# start of TASK INPUT
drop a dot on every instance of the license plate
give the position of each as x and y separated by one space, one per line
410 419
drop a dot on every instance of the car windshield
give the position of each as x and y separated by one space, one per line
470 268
# end of TASK INPUT
#### SET PROBLEM
Please rewrite the records above, replacing "instance" with "occurrence" and keeping everything else the same.

#### SOLVED EXERCISE
drop a dot on every occurrence of the license plate
give the position of each as x and y separated by one space, one per line
410 419
drop a dot on every occurrence of the car windshield
give the position of each as x and y separated by one space, one per line
470 268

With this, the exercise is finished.